Directions -
All lines in the data bearing the string "each" should be identified and copied.

Point-per-instance localization data:
==========

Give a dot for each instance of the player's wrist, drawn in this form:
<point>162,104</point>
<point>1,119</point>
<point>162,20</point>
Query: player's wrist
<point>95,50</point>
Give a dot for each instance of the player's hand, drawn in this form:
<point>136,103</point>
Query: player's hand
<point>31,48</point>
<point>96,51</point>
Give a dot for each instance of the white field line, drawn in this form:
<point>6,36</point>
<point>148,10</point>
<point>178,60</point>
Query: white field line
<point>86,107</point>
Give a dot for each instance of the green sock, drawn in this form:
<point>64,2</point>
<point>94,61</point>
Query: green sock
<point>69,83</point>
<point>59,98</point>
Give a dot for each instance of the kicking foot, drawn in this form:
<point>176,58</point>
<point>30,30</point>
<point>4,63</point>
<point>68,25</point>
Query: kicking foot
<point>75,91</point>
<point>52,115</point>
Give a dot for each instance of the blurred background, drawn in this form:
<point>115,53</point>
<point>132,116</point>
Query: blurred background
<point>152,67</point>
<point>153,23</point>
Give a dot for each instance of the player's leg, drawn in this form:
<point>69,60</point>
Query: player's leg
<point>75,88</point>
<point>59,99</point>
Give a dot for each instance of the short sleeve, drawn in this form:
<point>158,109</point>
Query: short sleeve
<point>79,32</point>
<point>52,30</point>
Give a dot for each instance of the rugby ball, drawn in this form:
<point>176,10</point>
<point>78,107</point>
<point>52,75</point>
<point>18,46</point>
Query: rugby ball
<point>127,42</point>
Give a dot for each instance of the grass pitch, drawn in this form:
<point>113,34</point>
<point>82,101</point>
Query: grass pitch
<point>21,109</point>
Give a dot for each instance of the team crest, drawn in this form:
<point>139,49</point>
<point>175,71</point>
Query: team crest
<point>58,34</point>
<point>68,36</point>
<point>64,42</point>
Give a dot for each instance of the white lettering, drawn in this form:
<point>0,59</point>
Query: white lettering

==========

Result of this task -
Give a dot for each instance of the player's wrist, drawn in this form:
Give a dot for each instance of the player's hand, drawn in this form:
Give a dot for each instance of the white field line, drawn in this form:
Give a dot for each instance of the green sock, drawn in this form:
Give a dot for each instance of the kicking foot, drawn in this form:
Give a dot for each instance of the blurred background, drawn in this form:
Give a dot for each instance of the player's leg, drawn in this form:
Give a dot for each instance of the short sleeve, drawn in this form:
Give a dot for each instance of the rugby ball, drawn in this form:
Give a dot for each instance of the grass pitch, drawn in this form:
Give a dot for each instance of the team crest, drawn in this form:
Give a dot for each instance of the white lettering, drawn in this form:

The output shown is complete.